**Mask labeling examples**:
........
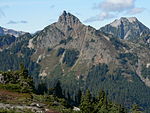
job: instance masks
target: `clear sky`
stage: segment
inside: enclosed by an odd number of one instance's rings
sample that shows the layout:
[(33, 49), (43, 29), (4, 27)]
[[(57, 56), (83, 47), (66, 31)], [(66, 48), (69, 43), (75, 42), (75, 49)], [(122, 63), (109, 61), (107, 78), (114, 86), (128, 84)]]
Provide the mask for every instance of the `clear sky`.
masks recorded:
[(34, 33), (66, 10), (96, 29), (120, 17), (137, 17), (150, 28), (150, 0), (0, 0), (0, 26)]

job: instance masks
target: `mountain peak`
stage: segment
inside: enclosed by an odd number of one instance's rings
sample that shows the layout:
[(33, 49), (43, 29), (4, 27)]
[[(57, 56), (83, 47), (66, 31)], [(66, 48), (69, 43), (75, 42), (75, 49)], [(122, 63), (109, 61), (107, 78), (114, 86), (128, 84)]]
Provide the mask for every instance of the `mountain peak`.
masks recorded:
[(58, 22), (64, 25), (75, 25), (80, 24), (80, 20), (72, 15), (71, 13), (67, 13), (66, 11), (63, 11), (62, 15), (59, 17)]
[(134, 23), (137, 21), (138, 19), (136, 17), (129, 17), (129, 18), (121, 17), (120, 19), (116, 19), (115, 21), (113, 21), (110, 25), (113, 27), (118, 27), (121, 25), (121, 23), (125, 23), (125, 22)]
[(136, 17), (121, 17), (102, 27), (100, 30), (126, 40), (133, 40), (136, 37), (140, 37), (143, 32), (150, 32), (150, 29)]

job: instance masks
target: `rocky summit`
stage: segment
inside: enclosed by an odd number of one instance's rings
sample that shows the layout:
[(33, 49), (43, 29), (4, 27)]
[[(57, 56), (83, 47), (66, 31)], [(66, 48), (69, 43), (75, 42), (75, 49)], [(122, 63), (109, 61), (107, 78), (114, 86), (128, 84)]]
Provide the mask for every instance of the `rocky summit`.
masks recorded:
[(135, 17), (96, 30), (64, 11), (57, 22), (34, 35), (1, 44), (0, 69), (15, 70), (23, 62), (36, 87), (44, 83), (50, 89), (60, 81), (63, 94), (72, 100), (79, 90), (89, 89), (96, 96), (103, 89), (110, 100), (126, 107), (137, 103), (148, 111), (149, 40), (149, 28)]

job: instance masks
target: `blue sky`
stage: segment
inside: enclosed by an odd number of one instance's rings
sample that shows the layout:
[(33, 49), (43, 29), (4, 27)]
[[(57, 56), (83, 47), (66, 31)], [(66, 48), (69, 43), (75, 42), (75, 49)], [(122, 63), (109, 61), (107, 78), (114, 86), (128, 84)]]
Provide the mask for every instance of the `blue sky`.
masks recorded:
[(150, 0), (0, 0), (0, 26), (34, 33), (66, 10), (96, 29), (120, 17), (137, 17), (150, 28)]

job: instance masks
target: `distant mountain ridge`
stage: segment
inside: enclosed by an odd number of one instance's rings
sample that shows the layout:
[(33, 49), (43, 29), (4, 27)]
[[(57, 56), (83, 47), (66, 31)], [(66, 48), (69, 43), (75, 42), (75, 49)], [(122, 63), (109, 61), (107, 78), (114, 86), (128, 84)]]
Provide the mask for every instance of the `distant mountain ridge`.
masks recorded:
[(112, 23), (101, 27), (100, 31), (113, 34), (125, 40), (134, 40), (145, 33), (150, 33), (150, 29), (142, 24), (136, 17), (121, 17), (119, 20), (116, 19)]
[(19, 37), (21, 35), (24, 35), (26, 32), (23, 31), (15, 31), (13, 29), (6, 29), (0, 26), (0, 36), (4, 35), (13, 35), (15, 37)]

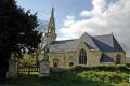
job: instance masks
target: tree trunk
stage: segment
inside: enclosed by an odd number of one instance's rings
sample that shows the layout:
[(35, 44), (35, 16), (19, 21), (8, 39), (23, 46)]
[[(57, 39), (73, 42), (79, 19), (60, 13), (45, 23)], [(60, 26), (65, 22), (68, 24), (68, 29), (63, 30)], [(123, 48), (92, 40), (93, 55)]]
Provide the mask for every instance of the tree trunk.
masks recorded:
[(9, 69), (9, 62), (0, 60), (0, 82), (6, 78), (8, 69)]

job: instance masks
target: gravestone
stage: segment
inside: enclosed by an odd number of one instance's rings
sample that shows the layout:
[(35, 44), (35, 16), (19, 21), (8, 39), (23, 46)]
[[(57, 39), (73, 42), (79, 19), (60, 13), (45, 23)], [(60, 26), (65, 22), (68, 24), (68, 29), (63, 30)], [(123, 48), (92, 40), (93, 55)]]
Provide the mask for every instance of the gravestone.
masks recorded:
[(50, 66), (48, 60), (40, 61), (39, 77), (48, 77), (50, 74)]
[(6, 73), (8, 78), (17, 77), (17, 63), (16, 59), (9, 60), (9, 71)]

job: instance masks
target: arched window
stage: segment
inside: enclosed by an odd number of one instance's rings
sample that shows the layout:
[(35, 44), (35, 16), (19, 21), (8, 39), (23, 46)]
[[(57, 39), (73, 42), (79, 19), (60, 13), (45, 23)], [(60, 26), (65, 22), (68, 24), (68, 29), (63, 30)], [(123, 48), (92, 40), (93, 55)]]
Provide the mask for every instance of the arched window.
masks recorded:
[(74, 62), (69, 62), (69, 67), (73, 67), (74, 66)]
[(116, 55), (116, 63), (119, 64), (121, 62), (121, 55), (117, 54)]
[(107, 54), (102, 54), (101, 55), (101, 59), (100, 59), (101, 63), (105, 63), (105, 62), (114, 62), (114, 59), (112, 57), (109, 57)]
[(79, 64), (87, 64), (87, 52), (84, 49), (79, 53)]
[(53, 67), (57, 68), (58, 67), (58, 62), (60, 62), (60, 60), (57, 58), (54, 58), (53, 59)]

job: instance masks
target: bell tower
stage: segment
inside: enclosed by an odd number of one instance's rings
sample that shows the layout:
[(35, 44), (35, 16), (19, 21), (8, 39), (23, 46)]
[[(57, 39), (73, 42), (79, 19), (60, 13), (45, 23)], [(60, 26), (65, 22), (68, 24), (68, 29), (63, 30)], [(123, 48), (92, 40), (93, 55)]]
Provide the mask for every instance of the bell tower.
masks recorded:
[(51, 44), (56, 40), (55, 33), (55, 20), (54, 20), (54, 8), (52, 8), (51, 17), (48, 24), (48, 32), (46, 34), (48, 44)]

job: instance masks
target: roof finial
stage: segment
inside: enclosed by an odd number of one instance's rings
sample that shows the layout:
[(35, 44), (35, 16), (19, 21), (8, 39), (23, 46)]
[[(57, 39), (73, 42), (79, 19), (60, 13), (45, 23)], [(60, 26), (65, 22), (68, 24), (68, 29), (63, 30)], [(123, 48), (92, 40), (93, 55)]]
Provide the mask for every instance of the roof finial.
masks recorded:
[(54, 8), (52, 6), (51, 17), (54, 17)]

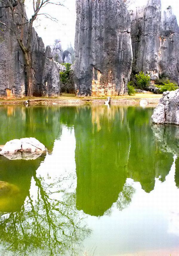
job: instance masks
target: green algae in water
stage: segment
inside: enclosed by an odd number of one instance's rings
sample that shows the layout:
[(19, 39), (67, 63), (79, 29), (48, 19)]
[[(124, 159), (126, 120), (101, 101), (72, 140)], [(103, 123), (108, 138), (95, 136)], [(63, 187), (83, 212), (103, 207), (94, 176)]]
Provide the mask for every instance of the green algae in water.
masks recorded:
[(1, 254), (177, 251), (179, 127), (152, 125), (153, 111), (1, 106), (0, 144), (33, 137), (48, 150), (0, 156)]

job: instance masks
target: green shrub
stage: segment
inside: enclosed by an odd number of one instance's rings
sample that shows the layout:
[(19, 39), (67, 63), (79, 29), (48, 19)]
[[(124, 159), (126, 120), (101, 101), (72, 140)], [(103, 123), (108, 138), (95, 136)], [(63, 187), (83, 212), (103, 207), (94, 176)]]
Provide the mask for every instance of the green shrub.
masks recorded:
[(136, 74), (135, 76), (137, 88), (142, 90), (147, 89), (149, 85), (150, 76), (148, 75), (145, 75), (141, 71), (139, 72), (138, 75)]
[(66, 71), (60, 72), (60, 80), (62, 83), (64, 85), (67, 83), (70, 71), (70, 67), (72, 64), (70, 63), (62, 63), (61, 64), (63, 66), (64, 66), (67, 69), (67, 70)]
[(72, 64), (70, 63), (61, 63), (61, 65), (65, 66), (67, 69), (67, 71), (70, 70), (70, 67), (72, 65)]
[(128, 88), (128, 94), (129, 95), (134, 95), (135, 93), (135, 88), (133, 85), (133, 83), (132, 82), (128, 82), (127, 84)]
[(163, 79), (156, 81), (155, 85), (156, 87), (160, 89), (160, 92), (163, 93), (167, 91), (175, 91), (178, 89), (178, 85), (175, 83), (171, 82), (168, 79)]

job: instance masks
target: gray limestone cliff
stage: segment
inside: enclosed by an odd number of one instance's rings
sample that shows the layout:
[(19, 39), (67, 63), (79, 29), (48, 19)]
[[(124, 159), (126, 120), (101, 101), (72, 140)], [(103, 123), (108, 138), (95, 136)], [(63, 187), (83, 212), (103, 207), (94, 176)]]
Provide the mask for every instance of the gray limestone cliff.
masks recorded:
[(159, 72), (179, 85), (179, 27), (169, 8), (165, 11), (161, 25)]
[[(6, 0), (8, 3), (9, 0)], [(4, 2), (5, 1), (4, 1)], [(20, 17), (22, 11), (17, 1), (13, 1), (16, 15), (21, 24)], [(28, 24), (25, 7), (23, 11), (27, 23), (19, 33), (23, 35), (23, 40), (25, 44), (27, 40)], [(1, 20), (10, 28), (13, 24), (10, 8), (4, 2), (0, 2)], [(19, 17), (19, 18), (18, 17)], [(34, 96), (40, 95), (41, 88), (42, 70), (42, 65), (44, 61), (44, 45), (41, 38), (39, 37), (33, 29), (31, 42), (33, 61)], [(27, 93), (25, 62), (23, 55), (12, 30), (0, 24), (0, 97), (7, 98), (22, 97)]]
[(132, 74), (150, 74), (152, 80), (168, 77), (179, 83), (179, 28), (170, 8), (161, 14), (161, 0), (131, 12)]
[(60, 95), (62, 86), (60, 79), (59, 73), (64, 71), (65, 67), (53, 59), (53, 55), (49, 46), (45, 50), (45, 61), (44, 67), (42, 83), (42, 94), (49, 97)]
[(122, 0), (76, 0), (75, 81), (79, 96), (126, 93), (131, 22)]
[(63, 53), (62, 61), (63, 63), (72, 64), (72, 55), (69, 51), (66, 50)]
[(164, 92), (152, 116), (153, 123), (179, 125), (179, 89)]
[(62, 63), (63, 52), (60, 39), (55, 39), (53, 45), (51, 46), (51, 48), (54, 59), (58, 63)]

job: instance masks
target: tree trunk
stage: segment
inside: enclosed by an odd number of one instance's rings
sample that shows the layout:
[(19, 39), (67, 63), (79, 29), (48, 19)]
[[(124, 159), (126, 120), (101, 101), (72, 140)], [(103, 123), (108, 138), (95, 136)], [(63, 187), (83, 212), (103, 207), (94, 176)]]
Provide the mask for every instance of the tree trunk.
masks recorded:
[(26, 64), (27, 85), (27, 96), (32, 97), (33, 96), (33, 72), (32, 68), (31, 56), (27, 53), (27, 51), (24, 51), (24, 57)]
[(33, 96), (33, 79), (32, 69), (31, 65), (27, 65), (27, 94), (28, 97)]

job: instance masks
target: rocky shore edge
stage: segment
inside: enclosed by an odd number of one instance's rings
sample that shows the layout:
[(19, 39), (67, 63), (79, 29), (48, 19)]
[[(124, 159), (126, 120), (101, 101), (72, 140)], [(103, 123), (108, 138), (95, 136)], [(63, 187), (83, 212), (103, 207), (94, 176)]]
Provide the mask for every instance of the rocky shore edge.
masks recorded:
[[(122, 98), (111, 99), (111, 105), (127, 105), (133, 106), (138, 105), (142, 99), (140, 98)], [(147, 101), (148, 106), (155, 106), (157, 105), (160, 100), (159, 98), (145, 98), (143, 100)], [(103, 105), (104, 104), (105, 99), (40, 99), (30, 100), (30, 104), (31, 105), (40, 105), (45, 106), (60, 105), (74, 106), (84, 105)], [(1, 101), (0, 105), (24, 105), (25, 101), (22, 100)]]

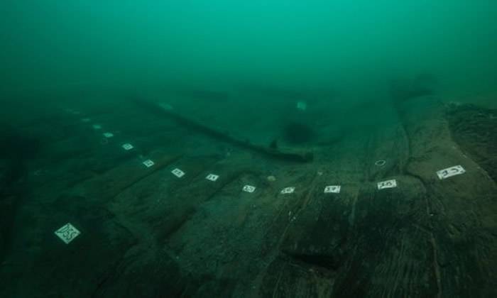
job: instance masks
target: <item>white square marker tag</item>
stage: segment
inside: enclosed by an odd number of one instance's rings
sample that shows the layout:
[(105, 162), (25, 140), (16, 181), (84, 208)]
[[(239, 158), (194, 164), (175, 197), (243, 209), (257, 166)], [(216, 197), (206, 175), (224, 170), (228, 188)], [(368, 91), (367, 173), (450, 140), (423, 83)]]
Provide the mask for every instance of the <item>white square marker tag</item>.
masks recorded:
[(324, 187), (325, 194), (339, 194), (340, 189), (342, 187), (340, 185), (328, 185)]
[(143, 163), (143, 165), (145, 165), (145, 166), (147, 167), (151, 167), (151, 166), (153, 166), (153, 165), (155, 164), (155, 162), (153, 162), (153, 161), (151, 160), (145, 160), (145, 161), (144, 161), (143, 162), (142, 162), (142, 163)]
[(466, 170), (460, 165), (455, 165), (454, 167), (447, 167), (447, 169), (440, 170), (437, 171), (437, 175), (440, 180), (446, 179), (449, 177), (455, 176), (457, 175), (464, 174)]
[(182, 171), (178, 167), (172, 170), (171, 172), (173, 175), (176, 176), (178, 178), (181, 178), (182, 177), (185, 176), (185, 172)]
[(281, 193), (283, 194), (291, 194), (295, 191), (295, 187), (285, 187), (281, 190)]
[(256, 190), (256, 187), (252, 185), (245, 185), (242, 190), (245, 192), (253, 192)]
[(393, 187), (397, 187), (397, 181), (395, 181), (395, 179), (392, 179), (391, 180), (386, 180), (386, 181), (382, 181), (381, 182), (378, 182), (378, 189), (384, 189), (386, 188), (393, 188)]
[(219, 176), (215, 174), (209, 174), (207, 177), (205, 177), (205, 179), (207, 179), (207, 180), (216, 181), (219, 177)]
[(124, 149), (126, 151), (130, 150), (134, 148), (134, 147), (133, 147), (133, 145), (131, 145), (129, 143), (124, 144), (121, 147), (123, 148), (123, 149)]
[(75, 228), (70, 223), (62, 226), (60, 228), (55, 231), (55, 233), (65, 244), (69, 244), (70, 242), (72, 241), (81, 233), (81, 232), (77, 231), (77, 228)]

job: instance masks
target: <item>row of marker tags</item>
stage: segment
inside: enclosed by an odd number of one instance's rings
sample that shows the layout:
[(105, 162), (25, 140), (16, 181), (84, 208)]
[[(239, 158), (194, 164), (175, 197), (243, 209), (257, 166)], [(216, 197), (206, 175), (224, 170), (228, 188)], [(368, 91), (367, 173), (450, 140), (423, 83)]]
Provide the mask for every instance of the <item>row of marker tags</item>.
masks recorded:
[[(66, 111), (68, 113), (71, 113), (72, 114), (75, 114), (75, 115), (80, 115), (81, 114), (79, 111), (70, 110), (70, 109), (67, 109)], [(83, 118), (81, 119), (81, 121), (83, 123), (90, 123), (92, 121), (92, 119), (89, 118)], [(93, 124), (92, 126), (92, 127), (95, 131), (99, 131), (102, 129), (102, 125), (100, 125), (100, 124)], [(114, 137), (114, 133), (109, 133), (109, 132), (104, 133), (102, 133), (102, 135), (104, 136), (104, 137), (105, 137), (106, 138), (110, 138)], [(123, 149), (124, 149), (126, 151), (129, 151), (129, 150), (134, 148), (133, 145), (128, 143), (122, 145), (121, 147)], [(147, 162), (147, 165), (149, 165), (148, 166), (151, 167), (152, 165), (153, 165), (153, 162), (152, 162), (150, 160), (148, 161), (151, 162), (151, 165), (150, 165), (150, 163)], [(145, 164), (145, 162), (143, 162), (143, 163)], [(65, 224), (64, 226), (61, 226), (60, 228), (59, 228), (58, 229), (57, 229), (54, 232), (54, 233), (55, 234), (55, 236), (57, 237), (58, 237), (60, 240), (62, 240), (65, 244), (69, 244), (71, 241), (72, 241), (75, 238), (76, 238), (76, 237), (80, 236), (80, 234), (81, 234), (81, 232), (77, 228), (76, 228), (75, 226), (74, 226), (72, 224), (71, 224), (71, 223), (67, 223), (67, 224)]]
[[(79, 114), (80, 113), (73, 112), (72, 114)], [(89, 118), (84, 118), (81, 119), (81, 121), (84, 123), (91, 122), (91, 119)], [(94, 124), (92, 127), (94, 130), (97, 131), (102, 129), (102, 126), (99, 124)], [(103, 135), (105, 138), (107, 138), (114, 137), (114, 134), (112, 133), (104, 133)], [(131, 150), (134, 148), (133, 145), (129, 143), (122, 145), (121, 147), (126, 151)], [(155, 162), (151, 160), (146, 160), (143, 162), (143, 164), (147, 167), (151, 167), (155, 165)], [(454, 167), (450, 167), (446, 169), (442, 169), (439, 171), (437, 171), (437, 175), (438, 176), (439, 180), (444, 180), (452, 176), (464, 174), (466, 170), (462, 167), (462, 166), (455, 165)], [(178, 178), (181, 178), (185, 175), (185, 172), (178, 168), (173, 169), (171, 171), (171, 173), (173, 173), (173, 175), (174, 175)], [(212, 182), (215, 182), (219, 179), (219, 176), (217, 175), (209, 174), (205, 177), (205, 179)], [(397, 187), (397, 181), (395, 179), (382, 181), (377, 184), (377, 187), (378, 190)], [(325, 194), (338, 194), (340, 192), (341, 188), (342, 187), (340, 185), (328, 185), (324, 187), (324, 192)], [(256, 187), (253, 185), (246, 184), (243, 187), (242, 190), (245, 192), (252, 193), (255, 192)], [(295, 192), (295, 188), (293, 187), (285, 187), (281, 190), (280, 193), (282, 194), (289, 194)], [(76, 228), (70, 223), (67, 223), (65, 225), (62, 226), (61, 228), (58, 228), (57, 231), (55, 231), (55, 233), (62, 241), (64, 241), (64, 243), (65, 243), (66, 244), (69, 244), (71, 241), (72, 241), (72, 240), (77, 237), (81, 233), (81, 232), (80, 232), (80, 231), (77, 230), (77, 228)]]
........
**To be done**: Write out the records from their beginning through the line containing "(0, 0), (0, 26)]", reproducing each line unchanged and leaving out the pictures.

**Exercise response**:
job: instance masks
target: `clear sky`
stage: segment
inside: enclosed by an odd number of one instance's rings
sample that shows the layout:
[(33, 49), (43, 29), (4, 27)]
[[(57, 56), (83, 47), (66, 31)], [(66, 48), (69, 43), (75, 42), (75, 49)], [(122, 63), (109, 61), (107, 78), (114, 86), (128, 84)]]
Provide the mask for every instance of the `clear sky`.
masks recorded:
[(34, 33), (66, 10), (96, 29), (120, 17), (137, 17), (150, 28), (150, 0), (0, 0), (0, 26)]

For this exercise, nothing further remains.